## WHAT YOU HAVE TO DO
Return every record below exactly; leave out the images.

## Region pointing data
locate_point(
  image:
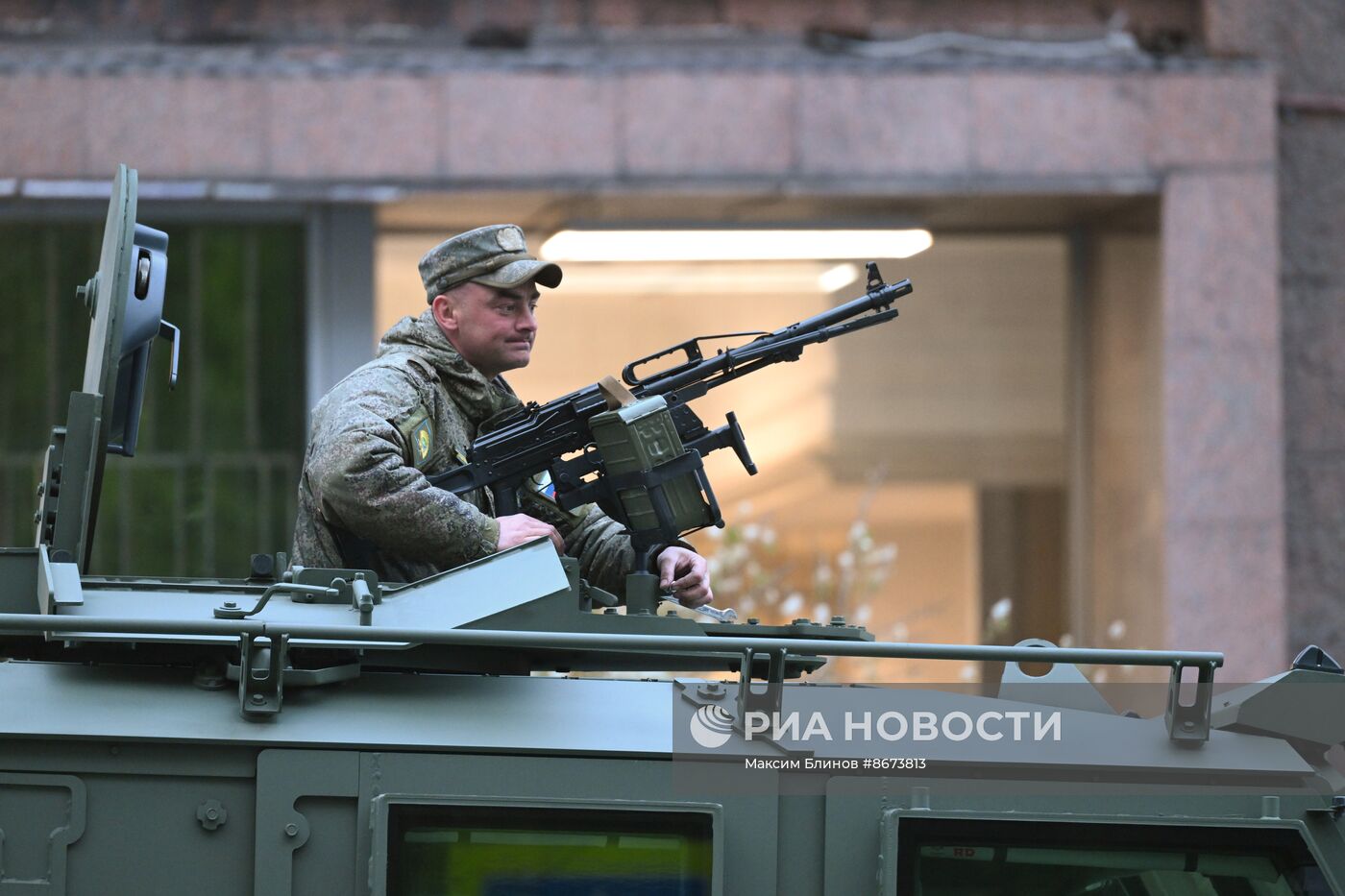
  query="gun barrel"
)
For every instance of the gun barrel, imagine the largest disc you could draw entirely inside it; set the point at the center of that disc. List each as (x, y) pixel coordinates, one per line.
(873, 301)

## SOLUTION FOR THIS EXERCISE
locate_point(
  image:
  query="gun barrel"
)
For every instance of the gun barrel, imagine the largest disc you could draw entirely inside it; set the point at the center of that disc. List each as (x, y) pixel coordinates, one per line.
(873, 301)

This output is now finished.